> [Tâche 1] Filtrez la liste en recopiant chaque ligne qui contient la chaîne "dark", en tenant compte de la casse.

> [Extrait du document]
:::::

Les petits bonheurs de l’enfance

L’action se déroule dans un petit village sicilien, durant les années 1960. Oliva Denaro, la jeune héroïne, rêve d’indépendance et de liberté, dans le microcosme étouffant, où chacun épie tout le monde, que constitue Martorana. Elle ne supporte pas de se sentir jugée. Elle aime les mots et l’enseignement de Rosaria, institutrice un peu trop moderne, en regard des lois archaïques régissant la vie des habitants. Ses moments préférés, pleins d’une innocence enfantine, sont la chasse aux escargots, où l’emmène son père, ou le jeu des nuages, auquel elle s’adonne avec Saro, son ami roux, qu’elle ne devra plus fréquenter une fois pubère, car la séparation des sexes est stricte.

Nous avions grandi dans la cour de sa maison ; nous jouions à changer la couleur de nos cheveux en les couvrant de copeaux de bois, il choisissait ceux de noyer pour être brun comme don Vito, moi ceux de sapin pour être blonde comme ma sœur. Ensuite, nous courions à coupe souffle, nous nous jetions dans la cour bras et jambes écartées, nous les agitions pour faire semblant de voler, puis nous passions un moment à regarder les nuages.

:::::

> [Extrait du jeu de données]
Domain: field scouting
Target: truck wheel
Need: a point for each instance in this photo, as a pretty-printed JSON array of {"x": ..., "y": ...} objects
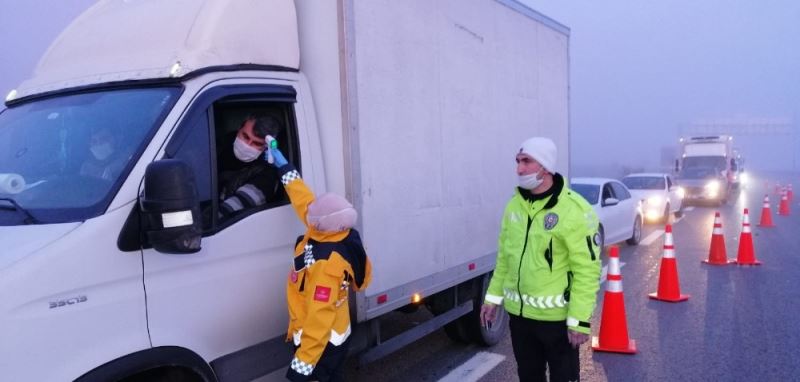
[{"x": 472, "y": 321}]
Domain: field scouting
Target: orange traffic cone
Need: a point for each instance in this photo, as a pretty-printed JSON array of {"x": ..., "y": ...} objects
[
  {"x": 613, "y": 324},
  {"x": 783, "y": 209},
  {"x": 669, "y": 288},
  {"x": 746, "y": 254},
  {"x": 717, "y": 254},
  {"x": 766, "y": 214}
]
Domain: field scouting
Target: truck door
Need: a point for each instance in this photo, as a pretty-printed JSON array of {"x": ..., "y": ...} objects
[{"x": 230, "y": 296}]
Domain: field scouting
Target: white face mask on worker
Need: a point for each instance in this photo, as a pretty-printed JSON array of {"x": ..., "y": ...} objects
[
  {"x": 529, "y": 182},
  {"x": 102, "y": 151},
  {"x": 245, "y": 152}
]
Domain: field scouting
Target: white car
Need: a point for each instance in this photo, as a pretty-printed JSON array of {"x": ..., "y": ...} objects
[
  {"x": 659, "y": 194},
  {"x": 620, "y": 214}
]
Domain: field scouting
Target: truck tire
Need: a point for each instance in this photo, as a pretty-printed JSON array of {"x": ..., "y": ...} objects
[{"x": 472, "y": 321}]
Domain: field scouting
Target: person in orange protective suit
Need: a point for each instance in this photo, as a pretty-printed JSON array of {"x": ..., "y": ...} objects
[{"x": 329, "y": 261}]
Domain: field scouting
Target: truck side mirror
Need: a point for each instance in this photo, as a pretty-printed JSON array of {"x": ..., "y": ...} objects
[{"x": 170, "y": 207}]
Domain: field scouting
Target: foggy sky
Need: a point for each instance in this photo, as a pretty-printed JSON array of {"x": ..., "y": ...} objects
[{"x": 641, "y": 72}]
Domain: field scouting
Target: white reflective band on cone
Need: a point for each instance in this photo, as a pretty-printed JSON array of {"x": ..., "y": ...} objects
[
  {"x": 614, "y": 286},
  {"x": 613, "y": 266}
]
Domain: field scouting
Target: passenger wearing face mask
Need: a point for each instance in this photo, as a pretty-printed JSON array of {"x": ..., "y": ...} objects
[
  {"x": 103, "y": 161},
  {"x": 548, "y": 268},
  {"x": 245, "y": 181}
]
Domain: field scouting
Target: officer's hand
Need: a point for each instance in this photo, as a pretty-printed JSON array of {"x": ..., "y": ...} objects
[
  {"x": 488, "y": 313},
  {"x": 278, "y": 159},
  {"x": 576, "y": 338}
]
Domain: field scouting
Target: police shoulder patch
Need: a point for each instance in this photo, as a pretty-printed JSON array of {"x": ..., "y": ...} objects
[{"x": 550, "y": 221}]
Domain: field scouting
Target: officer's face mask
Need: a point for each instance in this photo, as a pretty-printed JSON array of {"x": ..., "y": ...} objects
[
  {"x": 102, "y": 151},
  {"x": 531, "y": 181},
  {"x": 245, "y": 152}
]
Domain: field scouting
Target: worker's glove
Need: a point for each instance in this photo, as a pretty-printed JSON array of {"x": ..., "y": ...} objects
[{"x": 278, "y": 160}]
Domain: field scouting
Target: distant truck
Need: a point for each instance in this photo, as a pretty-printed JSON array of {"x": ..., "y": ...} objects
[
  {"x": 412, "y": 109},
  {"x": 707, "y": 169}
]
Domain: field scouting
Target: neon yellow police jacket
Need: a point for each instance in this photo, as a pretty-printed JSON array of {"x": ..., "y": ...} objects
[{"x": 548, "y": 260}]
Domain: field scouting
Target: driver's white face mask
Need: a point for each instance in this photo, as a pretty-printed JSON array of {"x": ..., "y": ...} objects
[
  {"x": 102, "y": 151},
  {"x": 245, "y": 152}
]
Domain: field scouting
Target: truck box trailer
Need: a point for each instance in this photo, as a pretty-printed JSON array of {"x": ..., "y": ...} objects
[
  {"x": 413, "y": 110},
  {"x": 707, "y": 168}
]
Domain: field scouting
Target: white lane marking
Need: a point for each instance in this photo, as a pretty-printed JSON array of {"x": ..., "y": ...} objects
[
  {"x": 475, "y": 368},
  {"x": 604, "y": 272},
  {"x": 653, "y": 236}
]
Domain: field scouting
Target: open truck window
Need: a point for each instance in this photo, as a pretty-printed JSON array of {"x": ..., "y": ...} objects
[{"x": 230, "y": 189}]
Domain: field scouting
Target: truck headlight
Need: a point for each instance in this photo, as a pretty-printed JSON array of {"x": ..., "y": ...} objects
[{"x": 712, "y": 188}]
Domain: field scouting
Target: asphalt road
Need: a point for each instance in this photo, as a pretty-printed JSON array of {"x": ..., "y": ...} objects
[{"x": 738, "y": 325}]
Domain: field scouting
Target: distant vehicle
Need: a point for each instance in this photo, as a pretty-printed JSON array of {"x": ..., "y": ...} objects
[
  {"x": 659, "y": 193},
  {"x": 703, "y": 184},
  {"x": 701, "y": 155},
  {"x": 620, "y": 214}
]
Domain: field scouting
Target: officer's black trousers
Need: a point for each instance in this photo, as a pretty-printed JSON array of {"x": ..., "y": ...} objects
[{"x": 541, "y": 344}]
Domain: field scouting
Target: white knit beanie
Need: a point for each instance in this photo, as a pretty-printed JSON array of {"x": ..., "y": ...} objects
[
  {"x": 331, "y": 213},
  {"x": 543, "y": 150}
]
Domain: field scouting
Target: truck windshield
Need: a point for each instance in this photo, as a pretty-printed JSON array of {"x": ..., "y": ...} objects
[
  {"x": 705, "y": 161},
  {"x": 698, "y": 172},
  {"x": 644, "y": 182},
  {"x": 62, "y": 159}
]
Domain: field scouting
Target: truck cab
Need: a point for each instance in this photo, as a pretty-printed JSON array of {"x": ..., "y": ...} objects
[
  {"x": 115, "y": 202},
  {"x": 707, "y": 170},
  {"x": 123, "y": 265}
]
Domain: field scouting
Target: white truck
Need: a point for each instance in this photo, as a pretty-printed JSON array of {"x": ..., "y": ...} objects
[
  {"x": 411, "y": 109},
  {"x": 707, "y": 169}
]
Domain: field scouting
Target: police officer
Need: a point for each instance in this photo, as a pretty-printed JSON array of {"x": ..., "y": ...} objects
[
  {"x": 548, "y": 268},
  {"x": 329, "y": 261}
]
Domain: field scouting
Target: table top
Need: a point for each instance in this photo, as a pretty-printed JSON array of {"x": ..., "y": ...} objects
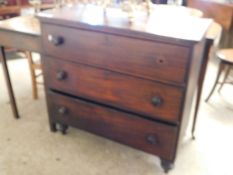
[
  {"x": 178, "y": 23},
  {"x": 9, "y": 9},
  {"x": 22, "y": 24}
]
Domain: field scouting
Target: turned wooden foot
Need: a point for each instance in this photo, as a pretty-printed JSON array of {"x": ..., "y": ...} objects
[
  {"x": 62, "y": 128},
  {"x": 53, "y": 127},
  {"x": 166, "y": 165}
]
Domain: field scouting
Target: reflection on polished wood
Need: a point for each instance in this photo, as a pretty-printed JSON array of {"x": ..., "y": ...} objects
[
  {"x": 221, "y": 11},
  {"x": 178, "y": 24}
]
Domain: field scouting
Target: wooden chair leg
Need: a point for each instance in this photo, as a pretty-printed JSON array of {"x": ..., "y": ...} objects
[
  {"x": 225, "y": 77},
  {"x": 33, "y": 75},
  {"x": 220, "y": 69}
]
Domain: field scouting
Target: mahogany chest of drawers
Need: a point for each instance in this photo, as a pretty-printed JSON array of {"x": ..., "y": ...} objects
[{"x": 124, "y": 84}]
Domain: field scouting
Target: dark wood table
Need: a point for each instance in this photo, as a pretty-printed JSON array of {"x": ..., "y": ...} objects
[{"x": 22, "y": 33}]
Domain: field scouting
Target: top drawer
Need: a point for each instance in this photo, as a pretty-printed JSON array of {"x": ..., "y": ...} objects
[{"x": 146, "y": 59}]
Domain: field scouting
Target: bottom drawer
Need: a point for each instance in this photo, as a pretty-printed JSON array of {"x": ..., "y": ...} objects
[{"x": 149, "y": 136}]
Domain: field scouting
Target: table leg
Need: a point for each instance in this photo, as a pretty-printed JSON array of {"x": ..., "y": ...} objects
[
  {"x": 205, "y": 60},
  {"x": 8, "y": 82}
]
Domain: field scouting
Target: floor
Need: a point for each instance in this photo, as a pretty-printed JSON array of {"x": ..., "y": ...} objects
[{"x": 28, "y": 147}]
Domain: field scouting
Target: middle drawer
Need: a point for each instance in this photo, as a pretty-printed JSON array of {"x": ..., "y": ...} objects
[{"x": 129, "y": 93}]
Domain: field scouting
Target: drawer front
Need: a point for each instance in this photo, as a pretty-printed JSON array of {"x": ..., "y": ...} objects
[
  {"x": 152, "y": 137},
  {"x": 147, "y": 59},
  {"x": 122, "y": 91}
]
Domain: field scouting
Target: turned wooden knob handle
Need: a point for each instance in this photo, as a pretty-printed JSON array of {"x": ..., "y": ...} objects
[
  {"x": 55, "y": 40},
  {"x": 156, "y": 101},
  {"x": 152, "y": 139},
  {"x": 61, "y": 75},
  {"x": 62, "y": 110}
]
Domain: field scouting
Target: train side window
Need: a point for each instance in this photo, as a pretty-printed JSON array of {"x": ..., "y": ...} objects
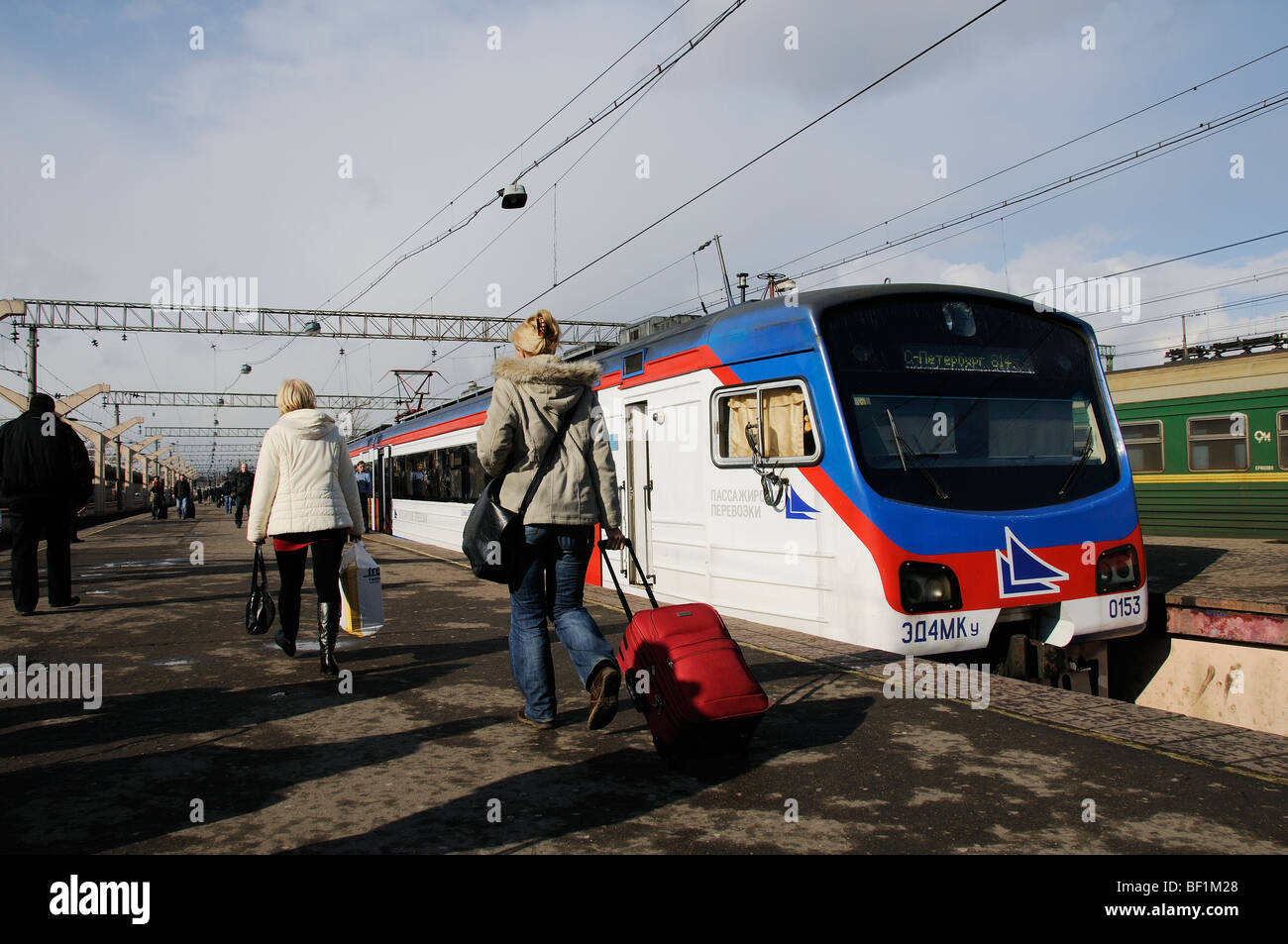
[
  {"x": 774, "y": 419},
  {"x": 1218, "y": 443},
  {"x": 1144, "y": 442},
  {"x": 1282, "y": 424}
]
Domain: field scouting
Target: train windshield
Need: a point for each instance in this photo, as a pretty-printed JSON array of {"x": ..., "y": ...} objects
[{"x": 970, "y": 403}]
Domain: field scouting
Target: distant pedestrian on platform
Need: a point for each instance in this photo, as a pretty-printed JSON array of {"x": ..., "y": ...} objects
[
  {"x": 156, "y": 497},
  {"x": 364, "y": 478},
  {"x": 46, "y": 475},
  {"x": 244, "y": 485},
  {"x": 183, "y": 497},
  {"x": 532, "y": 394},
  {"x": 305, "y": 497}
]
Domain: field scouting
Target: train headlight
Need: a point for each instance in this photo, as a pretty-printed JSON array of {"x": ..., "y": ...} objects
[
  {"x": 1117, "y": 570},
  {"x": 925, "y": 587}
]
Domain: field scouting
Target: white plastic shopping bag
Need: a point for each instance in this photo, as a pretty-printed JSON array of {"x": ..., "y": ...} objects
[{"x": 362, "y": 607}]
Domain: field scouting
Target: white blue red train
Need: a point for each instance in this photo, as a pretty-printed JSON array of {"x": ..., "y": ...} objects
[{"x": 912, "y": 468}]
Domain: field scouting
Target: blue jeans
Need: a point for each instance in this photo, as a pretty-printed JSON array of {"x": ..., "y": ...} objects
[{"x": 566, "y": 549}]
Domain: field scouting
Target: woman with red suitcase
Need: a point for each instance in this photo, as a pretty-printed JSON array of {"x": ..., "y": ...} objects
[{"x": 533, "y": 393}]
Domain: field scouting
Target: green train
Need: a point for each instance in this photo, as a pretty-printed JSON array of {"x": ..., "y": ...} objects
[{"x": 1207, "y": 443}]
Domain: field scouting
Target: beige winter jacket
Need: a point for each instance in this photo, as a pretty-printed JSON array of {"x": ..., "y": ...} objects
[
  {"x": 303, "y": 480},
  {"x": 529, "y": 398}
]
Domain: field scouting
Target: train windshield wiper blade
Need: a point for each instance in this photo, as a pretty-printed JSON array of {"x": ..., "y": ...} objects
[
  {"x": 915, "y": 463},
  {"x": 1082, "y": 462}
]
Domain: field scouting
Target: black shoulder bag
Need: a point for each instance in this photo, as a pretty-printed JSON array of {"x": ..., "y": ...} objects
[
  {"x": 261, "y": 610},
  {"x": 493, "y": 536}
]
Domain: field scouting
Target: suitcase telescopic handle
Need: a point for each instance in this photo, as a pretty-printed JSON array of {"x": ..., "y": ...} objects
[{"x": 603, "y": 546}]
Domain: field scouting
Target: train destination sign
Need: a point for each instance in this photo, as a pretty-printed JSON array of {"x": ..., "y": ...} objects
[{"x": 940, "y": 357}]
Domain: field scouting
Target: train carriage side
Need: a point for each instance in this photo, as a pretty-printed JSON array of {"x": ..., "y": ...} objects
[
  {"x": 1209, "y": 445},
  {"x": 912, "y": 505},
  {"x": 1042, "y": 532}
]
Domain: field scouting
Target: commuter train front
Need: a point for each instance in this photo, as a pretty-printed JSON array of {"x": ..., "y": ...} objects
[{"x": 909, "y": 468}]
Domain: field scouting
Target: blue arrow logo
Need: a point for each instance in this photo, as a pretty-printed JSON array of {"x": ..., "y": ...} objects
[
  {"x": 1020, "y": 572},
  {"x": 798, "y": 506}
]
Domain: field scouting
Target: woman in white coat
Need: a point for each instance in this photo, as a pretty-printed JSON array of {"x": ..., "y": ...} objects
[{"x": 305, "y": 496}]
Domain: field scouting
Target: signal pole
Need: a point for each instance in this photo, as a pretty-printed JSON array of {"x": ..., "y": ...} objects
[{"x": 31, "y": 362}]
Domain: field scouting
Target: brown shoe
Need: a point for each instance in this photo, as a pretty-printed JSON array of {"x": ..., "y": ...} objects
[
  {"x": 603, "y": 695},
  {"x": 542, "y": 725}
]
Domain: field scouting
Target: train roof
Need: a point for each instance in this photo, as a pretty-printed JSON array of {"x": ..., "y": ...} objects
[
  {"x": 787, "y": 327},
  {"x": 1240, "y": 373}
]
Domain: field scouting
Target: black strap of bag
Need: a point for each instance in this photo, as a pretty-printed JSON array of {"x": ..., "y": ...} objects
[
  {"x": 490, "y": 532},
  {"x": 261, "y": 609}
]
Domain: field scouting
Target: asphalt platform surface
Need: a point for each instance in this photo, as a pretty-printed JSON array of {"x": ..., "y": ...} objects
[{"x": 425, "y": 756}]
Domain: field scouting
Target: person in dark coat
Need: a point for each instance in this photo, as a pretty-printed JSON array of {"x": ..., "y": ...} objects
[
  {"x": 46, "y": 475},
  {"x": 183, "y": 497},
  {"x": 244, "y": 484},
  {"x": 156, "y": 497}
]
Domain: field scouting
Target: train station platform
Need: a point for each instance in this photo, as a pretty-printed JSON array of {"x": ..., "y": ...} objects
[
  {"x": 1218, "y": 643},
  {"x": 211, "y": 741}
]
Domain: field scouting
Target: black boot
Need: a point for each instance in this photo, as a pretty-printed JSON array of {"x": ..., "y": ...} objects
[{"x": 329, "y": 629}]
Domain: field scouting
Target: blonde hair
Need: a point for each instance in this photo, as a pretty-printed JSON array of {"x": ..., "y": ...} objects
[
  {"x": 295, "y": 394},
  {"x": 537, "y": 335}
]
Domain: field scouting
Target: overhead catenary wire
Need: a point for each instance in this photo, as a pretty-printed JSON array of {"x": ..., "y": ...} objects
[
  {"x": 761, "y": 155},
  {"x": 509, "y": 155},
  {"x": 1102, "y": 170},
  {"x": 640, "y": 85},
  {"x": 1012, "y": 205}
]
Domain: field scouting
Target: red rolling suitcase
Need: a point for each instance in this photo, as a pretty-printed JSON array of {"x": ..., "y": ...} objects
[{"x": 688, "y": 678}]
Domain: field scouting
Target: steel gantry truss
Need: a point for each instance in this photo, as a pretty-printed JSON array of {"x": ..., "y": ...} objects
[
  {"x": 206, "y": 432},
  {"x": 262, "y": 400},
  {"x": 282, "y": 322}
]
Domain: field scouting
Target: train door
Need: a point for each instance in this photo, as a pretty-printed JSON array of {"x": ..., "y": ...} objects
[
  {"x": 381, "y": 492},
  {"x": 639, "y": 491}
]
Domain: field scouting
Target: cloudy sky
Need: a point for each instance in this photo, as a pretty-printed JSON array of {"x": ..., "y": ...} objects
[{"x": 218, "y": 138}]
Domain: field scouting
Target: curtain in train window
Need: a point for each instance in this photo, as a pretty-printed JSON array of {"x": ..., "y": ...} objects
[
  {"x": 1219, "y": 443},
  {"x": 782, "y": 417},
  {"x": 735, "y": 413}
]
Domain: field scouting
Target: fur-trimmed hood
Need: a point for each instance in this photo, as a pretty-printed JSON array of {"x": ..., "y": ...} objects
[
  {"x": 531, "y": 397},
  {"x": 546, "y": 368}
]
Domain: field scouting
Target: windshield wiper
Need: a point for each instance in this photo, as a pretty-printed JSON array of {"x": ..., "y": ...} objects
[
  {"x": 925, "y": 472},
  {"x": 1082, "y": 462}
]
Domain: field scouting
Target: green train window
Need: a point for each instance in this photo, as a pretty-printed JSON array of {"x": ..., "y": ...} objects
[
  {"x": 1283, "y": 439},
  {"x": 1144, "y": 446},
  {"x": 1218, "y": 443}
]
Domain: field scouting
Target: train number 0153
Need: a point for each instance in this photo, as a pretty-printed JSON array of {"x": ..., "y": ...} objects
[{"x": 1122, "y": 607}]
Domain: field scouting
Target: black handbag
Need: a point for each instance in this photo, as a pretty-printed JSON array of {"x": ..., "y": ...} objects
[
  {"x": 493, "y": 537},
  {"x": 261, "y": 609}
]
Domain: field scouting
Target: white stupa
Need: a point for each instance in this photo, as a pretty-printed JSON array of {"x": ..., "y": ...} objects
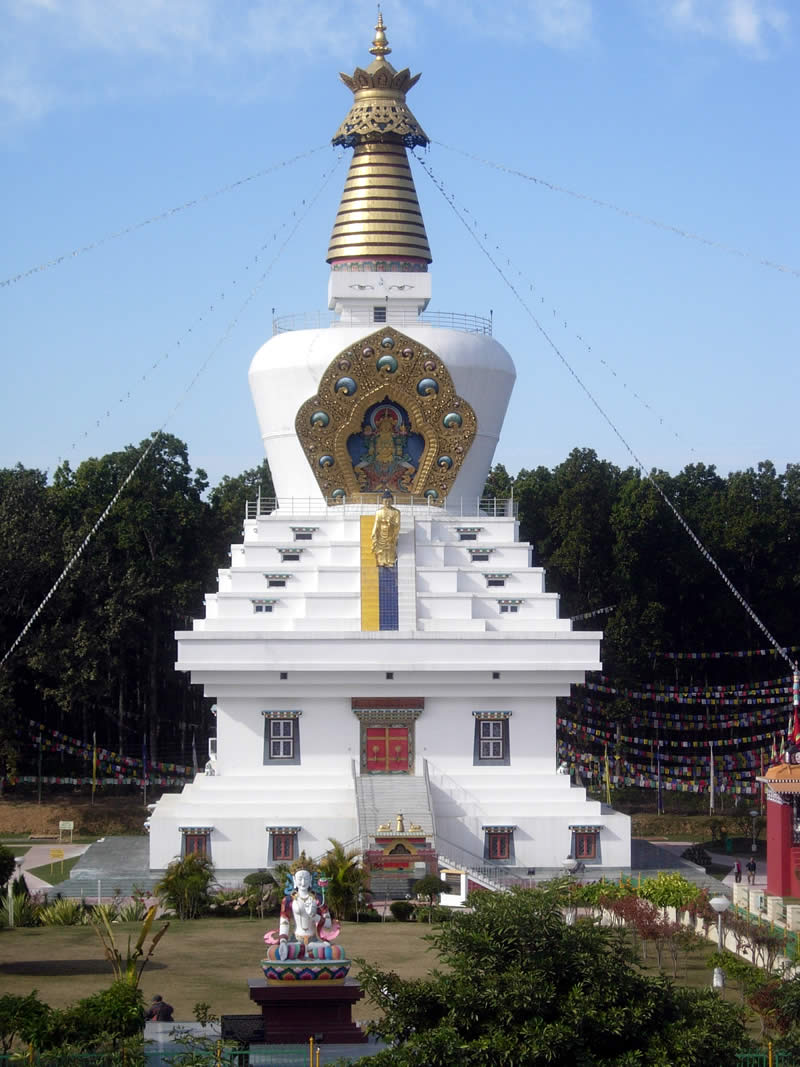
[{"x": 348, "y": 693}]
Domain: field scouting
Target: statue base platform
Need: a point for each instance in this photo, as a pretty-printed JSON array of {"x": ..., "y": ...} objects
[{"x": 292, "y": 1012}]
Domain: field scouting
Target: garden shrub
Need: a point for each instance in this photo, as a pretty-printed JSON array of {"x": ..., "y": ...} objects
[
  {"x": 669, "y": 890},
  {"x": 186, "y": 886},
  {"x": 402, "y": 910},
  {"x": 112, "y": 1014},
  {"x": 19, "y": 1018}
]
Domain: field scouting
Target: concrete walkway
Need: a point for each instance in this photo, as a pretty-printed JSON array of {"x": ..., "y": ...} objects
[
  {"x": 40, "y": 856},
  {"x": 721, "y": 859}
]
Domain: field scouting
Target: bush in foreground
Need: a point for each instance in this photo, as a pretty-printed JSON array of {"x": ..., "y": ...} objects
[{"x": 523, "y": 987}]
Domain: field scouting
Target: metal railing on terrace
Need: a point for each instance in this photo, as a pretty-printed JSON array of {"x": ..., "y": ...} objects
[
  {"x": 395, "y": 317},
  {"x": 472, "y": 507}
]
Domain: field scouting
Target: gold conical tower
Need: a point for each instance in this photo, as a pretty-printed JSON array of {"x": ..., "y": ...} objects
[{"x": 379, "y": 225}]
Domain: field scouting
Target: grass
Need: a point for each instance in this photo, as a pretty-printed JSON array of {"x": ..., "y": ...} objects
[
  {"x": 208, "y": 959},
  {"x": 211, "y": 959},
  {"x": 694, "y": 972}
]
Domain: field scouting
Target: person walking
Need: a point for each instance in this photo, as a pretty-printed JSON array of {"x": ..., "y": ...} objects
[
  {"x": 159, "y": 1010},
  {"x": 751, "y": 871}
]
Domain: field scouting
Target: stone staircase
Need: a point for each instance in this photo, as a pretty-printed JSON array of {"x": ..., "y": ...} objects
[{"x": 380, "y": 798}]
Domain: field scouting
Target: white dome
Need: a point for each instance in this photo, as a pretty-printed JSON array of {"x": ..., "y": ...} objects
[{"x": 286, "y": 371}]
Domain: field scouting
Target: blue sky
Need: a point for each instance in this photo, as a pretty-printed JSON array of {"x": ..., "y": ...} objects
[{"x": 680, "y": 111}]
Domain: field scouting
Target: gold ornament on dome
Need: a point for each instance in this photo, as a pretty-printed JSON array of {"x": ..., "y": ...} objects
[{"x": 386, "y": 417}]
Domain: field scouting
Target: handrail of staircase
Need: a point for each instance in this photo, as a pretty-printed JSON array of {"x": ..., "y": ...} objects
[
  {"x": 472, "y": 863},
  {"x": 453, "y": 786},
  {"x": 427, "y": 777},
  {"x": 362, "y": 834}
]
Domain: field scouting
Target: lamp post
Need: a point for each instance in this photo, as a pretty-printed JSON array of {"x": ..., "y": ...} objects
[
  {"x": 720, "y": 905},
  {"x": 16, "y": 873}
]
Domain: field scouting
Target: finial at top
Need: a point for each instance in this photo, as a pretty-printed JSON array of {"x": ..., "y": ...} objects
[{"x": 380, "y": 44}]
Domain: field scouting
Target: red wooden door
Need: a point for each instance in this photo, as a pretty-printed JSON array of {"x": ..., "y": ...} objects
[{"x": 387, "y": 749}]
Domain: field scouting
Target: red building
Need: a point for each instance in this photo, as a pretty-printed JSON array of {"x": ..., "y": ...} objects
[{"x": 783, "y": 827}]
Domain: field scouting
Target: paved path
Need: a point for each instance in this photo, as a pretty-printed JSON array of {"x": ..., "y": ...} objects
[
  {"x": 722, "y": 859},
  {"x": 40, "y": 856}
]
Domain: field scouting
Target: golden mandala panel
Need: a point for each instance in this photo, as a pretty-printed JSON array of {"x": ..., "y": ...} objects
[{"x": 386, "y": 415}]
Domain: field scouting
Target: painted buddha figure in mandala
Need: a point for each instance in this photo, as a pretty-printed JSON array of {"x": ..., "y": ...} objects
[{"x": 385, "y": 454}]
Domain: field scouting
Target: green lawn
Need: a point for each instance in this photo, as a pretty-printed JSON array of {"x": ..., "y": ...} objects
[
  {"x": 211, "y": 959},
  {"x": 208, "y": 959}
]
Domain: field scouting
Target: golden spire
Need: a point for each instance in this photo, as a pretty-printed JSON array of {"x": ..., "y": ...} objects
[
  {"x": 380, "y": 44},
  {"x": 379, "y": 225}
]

:::::

> [Tâche 2] Extrayez du texte sur Oliva Denaro le passage situé entre "L’action se déroule" et "sexes est stricte.", bornes incluses.

> [Résultat attendu 1]
Target: dark wood table
Target: person in dark coat

> [Résultat attendu 2]
L’action se déroule dans un petit village sicilien, durant les années 1960. Oliva Denaro, la jeune héroïne, rêve d’indépendance et de liberté, dans le microcosme étouffant, où chacun épie tout le monde, que constitue Martorana. Elle ne supporte pas de se sentir jugée. Elle aime les mots et l’enseignement de Rosaria, institutrice un peu trop moderne, en regard des lois archaïques régissant la vie des habitants. Ses moments préférés, pleins d’une innocence enfantine, sont la chasse aux escargots, où l’emmène son père, ou le jeu des nuages, auquel elle s’adonne avec Saro, son ami roux, qu’elle ne devra plus fréquenter une fois pubère, car la séparation des sexes est stricte.